■ **FRAGMENTO SELECCIONADO**:
• • • • •

El retorn dels anacoretes.
Bien es cierto que todavía muchos ingenuos siguen viendo el poder
como el eterno represor del sexo y los demás placeres, quizá porque no
piensan en el poder romano.
Para ver hasta qué punto el poder en Roma incitó a toda clase de
placeres, mórbidos o no, basta con recordar las fiestas de inauguración
del Coliseo, con miles y miles de animales sacrificados, cientos de
ejecuciones, cientos de representaciones más o menos mitológicas con
escenas de bestialismo y zoofilia… Fue la gran bacanal del sexo, la
muerte y la sangre, en la que pudieron solazarse los trescientos mil
parados que en aquel momento tenía Roma.
Desde los años setenta (en realidad ya antes, si bien no de forma tan
insistente) el poder en Occidente ha asumido el papel que tenía en
Roma: el de gran incitador, y en modo alguno el de gran represor. Uno de
los asuntos más insoportables de la posmodernidad es que todavía
existen predicadores que pretenden liberarnos de problemas de los que
quizá siempre hemos estados liberados. A este respecto recuerdo lo que
me decía mi madre, una mujer de posguerra que se casó embarazada. “¿De
modo que piensas que ahora folláis más que antes?”, me preguntaba, y
añadía: “¡Que ingenuidad! La humanidad siempre se las ha arreglado para
cumplir con su deber fundamental”. Mi madre cree que siempre se ha
follado más o menos igual, es una certeza que nunca la ha abandonado, y
esa sabiduría tan desmitificadora ha sido muy importante en mi vida, y
todos mis acercamientos a la historia y a la antropología han estado
presididos por esa verdad heredada de la mujer que me trajo al mundo, y
que me ha librado de muchos espejismos acerca de la sexualidad.
El poder como incitador y no como represor desarma a los que aún se
llenan la boca con conceptos como represión, liberación, derrocamiento
de tabúes y necedades por el estilo. Todavía no hace mucho anunciaban en
un telediario una obra de teatro en la que, según decía la
presentadora, “se ensalzaba un sexo sin tabúes”. Se refería al sexo
anal. Vaya memez, ¡como si ahora estuviera prohibida la sodomía y fuese
necesario educar a ese respecto al personal!
Vivimos sumergidos en un universo lleno de mensajes incitadores sobre
el comer y el follar, el follar y el comer. ¿Cuántos programas
gastronómicos hay en la televisión? ¿Y cuántos que tocan de una u otra
manera el sexo, sin contar que a partir de una determinada hora todos
los canales se vuelven pornográficos, incluidos algunos de inspiración
católica?

• • • • •

■ **FILAS PROPORCIONADAS**:

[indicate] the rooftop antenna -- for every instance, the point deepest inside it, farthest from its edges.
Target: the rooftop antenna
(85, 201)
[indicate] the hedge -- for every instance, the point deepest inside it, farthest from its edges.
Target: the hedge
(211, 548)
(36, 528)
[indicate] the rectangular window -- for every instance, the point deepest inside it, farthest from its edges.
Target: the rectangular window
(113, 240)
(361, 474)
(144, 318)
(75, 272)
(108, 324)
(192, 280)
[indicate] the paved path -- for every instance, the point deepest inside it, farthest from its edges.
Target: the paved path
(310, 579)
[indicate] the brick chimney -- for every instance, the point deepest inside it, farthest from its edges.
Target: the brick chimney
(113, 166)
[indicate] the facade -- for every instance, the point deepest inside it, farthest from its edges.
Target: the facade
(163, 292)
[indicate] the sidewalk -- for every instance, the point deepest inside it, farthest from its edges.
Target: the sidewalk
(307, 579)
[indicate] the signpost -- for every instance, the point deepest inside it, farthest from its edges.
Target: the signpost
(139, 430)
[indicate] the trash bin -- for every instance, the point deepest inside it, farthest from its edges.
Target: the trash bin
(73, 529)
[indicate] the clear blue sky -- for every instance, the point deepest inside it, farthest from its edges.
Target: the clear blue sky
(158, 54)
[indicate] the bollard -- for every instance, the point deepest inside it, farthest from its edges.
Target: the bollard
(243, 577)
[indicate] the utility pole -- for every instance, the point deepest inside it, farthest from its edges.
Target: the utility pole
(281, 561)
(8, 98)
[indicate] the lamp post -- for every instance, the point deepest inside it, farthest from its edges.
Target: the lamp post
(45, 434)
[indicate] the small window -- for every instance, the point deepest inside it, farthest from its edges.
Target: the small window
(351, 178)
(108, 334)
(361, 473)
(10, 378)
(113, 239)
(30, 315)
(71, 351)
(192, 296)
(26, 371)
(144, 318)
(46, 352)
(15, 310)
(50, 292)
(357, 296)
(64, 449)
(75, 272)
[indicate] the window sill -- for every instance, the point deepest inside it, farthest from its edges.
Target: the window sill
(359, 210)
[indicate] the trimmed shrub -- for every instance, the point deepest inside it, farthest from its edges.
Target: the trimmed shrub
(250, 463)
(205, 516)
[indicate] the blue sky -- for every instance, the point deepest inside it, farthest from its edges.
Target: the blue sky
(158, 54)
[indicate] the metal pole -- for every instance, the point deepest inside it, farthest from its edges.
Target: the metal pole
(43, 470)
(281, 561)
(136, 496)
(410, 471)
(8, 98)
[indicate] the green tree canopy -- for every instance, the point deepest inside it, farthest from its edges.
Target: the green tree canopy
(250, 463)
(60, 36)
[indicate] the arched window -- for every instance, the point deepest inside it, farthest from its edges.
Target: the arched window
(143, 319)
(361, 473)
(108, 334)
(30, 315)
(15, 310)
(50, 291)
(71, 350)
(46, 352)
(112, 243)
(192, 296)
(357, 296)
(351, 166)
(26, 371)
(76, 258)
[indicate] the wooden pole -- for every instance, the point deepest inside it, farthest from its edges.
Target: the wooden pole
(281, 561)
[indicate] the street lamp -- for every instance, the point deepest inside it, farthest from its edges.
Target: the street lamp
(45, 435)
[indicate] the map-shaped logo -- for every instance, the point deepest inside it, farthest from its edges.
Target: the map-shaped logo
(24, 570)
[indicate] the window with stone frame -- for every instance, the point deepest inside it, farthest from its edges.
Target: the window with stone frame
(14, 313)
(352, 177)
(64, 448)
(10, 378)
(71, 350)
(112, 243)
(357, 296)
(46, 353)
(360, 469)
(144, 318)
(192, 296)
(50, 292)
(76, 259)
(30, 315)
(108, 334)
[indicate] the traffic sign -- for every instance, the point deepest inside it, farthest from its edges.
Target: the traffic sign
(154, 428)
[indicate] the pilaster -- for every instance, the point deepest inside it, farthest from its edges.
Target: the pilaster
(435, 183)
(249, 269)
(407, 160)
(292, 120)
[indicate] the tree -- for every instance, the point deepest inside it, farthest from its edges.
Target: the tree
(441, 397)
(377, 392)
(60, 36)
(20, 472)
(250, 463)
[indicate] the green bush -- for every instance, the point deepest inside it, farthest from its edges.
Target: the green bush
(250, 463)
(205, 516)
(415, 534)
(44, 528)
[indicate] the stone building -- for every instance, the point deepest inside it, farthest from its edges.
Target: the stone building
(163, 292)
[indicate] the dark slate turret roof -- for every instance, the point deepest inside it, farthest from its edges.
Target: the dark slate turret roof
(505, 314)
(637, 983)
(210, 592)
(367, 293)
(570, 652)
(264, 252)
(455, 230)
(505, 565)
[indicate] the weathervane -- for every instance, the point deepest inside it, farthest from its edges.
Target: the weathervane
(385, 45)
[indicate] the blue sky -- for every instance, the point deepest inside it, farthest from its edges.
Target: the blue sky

• • • • •

■ **EJERCICIOS**:
1: Reproduce del texto sobre el poder como incitador el pasaje comprendido entre "El retorn dels" y "el poder romano.", ambos incluidos.
2: Enumera lo que hubo en las fiestas de inauguración del Coliseo, según el texto sobre el poder como incitador.
3: Prosigue el texto sobre el poder como incitador a partir de la última frase que aparece.

■ **RESPUESTAS POR TAREA**:
1:
El retorn dels anacoretes.
Bien es cierto que todavía muchos ingenuos siguen viendo el poder
como el eterno represor del sexo y los demás placeres, quizá porque no
piensan en el poder romano.

2:
- Miles y miles de animales sacrificados
- Cientos de ejecuciones
- Cientos de representaciones más o menos mitológicas con escenas de bestialismo y zoofilia

3:
Ocurre sin embargo que cuando los sistemas se empecinan en repetir
siempre los mismos mensajes incitadores, generan asfixia en el cuerpo
social, y empiezan a surgir rebeliones y místicas de la negatividad. Los
anacoretas del siglo III después de Jesucristo huían al desierto porque
rechazaban políticamente la disipación tan publicitada por el sistema
romano. Era una opción mística, pero a su manera era también una opción
política que consistía en abandonar la polis y todas las incitaciones
del poder. San Agustín, que fue de joven amante de los espectáculos
circenses y sangrientos, sabía algo de eso.
Creo que es desde ese ángulo desde donde debemos ver el movimiento de
los anoréxicos, por un lado, y por otro el movimiento de los nuevos
apáticos y negadores del sexo, que se está extendiendo en Japón de forma
inquietante pero en modo alguno sorprendente.
En un mundo gobernado por la gula y el placer de comer y defecar,
como si fuésemos un tubo más que un organismo, el anoréxico se sitúa
como el místico de la privación más radical que cabe imaginar, una
privación que ya fue adoptada por los anacoretas del pasado. Ellos eran
también claramente negadores de la gula y sentían las mismas sensaciones
que los místicos de la privación de ahora: los anoréxicos.
Más allá de que pretendan imitar a las modelos, como creen los
habituados al simplismo, los anoréxicos son místicos que rechazan comer,
algo tan fundamental como respirar, enfrentándose crudamente a sus
padres, que les dieron la vida y los alimentaron. Pero en realidad no
hacen nada que no hicieran anacoretas como san Antonio, el de las
visiones, el alucinado. Y los místicos de ahora que se privan de comer
ya saben también que no alimentarse es exponerse a toda suerte de
alucinaciones, algunas muy pavorosas y de una intensidad muy superior a
las propiciadas por las drogas.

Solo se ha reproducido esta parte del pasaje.